» Required task: Print out every line, exactly as written.

» Input records:
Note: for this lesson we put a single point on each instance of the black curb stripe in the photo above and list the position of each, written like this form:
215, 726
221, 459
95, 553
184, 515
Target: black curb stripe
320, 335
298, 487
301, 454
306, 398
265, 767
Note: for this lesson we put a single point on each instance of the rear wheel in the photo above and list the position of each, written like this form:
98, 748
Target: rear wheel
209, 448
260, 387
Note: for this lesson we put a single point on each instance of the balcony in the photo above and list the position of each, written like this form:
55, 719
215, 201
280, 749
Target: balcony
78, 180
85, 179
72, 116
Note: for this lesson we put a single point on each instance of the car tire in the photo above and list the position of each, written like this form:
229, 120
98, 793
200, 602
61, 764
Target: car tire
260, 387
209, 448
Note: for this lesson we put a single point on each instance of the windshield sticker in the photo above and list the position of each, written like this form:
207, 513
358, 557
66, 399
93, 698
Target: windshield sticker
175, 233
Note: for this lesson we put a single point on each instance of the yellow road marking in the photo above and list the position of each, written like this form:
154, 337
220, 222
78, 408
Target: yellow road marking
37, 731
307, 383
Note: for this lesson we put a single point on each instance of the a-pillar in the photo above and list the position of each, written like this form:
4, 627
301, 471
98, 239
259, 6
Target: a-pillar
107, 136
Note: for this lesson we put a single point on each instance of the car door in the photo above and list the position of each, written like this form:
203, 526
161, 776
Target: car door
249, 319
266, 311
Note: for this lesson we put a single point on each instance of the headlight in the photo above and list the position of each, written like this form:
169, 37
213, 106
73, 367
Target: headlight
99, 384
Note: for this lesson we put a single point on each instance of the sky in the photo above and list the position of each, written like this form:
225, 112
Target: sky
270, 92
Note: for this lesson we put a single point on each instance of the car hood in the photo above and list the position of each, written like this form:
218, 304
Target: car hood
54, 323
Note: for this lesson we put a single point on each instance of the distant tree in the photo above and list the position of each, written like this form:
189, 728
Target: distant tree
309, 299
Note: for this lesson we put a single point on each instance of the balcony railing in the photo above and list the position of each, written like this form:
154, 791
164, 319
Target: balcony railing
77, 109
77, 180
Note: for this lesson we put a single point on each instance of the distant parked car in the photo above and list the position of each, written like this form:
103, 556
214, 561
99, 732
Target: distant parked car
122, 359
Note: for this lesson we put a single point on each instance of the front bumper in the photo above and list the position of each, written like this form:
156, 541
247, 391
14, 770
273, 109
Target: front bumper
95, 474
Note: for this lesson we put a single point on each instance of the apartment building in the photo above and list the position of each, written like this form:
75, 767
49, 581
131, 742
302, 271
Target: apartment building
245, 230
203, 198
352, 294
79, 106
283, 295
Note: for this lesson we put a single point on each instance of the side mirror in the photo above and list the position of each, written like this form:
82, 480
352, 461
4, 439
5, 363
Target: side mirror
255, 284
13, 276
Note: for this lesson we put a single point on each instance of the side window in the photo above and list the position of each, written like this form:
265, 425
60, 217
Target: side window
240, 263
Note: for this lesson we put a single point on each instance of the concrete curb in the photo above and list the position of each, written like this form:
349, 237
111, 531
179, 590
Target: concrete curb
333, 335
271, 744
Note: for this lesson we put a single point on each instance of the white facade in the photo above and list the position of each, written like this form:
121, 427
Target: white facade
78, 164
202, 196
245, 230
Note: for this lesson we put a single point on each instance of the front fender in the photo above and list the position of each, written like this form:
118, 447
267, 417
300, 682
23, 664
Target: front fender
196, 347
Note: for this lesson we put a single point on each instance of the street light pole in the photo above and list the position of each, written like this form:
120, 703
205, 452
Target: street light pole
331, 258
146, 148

» Solved exercise:
Note: for this lesson we put a single point on each instance of the black curb stripe in the photo above and list the position of each, written like this form:
215, 726
221, 459
95, 553
184, 515
Target: black curb stripe
320, 335
298, 487
301, 454
306, 398
265, 767
Note: for this lesson we put a single point on each instance of the rear wheel in the photo above and list the position of each, written like this form:
98, 748
Target: rear wheel
209, 448
260, 387
Note: for this lesson we put a single point on each instance of the balcony in the photo above and list the position of each, written like this form:
55, 719
215, 201
280, 749
Target: balcony
78, 180
85, 179
72, 116
Note: for this lesson we put a single point on each instance of the car tire in the photo above and list the position of each, written like this form:
229, 120
98, 793
200, 602
61, 764
Target: car tire
260, 387
209, 448
Note: for this lesson we put a single point on each instance of the windshield sticker in the photo above and list the position of each, written like this form:
207, 513
358, 557
66, 399
93, 698
Target: windshield sticker
175, 233
Note: for this lesson we put a single point on each instance of the yellow road marking in the photo above and list the position of each, written like this form:
154, 337
220, 222
78, 408
Target: yellow road marking
37, 731
307, 383
Note: for this lesson we put a single point on each instance of the a-pillar in the photo above and list the position of each, written like this form:
4, 627
301, 471
98, 239
259, 6
Target: a-pillar
107, 136
Note: for this lesson we put a single point on each instance of the car door in the photo above and list the position of each, written like this form:
203, 526
161, 776
Target: car door
249, 319
266, 311
Note: for this lesson we put a single point on each instance of the headlight in the photo above and list the position of each, written like this form:
169, 37
213, 106
73, 367
Target: headlight
99, 384
Note: for this lesson we put a single point on each instance of the sky in the photo above and list the position of each, written like this form:
225, 112
Target: sky
270, 92
Note: for this lesson we put a single point on each instance of the car hood in the photo above and list the position of each, written like this form:
218, 304
Target: car hood
54, 323
Note: for this lesson we put a single point on each instance of the distant tree in the photo above and list the position of each, written like this form:
189, 728
Target: distant tree
309, 299
Note: for this lesson we put a single point on each instance of the balcony railing in the photo above and list the position of each, written like this form:
154, 791
164, 319
Target: balcony railing
77, 109
77, 180
Note: for this lesson we put a single point on each instance of the distant parked car in the photo above and list the position of each, written like this form:
103, 556
214, 561
99, 732
Target: distant parked car
122, 359
Note: for this lesson we put a single point on each instance of the front bumper in the photo above and list the position of each, written like this form:
156, 541
247, 391
14, 770
273, 109
Target: front bumper
95, 474
Note: for this lesson we put a single point on each instance of the apartment building in the photo above and list the position of each, written like this form:
75, 767
49, 581
131, 742
302, 271
Target: apartment building
245, 230
203, 198
352, 294
79, 106
283, 295
Note: for this lesson we put a single point on each instance of the side mirror in the photo above and list the position of each, written like this form:
82, 480
352, 461
4, 439
5, 363
Target: side mirror
255, 284
13, 276
Note: for this lesson we put a single point on each instance of the side window in the photo above and list the position of each, written like this form:
265, 425
60, 217
Target: side window
240, 263
Note: for this lesson we put a single point on each instance of the concrete curb in the photo above and list the position of each, written like this form:
349, 237
111, 531
179, 590
Target: concrete curb
333, 335
271, 744
Note: for this lesson we put a single point on each instance of the white facade in the photo above and list the position of each, written like this form:
121, 427
Target: white facade
78, 164
202, 196
245, 230
Note: for this lesson we put a single point on each instance of the front fender in the photo above and list the position of each, written like this form:
118, 447
267, 417
300, 682
23, 664
Target: front fender
196, 347
Note: for this lesson we put a single point on each instance of the street light pole in the photo above and list the position of each, written like this form:
120, 703
205, 452
Target: street light pole
331, 258
146, 148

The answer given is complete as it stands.